**GOAL:** Rescale the items from the start through the line that contains "x=141 y=202": reproduce every line in that stretch, multiplying only the answer coordinates by 0.95 and rounding each to a whole number, with halves rounded up. Leave the pictures out of your answer.

**MATERIALS PROVIDED:**

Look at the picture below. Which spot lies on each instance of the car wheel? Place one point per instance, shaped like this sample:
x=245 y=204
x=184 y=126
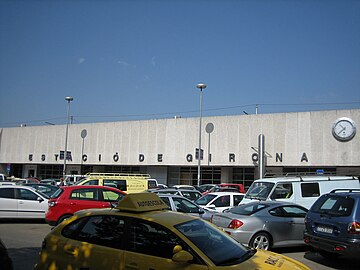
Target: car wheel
x=328 y=254
x=261 y=241
x=63 y=218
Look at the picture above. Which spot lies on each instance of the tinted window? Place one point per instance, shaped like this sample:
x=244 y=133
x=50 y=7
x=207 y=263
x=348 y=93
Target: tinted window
x=205 y=199
x=310 y=190
x=222 y=201
x=334 y=205
x=167 y=201
x=218 y=246
x=152 y=239
x=288 y=211
x=92 y=183
x=103 y=230
x=185 y=206
x=84 y=194
x=238 y=199
x=282 y=191
x=110 y=196
x=7 y=193
x=247 y=209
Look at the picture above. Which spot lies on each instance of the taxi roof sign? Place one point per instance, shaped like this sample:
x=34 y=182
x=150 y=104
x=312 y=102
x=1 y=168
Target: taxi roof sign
x=141 y=202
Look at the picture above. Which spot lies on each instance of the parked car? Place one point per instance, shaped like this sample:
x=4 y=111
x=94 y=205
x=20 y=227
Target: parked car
x=224 y=186
x=264 y=225
x=333 y=224
x=220 y=201
x=192 y=194
x=69 y=199
x=187 y=187
x=22 y=202
x=44 y=188
x=141 y=234
x=5 y=260
x=181 y=204
x=302 y=190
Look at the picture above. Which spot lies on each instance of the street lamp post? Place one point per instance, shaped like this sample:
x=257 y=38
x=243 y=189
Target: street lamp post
x=201 y=86
x=68 y=99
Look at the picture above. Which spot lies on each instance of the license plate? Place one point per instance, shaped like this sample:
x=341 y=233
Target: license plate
x=324 y=229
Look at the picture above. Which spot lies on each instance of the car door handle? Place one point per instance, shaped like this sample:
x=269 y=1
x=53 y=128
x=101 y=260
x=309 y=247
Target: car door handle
x=132 y=266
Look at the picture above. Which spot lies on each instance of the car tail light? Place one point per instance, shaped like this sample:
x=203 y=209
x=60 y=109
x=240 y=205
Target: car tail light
x=51 y=203
x=235 y=224
x=354 y=227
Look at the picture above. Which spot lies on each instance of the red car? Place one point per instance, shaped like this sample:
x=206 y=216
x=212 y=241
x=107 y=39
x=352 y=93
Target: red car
x=69 y=199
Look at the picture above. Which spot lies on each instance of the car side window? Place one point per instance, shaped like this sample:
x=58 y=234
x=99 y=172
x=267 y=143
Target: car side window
x=238 y=199
x=119 y=184
x=99 y=230
x=7 y=193
x=222 y=201
x=289 y=211
x=84 y=194
x=110 y=196
x=25 y=194
x=92 y=183
x=151 y=239
x=185 y=206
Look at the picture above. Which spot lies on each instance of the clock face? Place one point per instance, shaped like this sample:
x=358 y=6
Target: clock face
x=344 y=129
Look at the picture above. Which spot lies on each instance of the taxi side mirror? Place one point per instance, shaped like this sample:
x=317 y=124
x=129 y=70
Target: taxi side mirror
x=182 y=256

**REPLY:**
Look at the picture below. Which spot lies on each instance of the car wheel? Place one point per instance, shaped like this sample:
x=245 y=204
x=184 y=126
Target: car wheel
x=312 y=241
x=248 y=229
x=60 y=207
Look at the picture above. Which spot lies on each instance of the tinted window? Place one point per instance, shaped like this sample:
x=244 y=133
x=50 y=7
x=207 y=263
x=348 y=93
Target: tinted window
x=195 y=189
x=295 y=181
x=211 y=191
x=317 y=195
x=159 y=191
x=207 y=234
x=144 y=227
x=274 y=200
x=87 y=174
x=98 y=219
x=176 y=196
x=80 y=184
x=226 y=189
x=268 y=181
x=105 y=186
x=7 y=183
x=235 y=199
Look at the picture above. Which spot lies on each instance of the taxi roof sign? Place one point per instance, shaped like this sample:
x=34 y=182
x=150 y=104
x=312 y=102
x=1 y=168
Target: taxi roof sign
x=134 y=192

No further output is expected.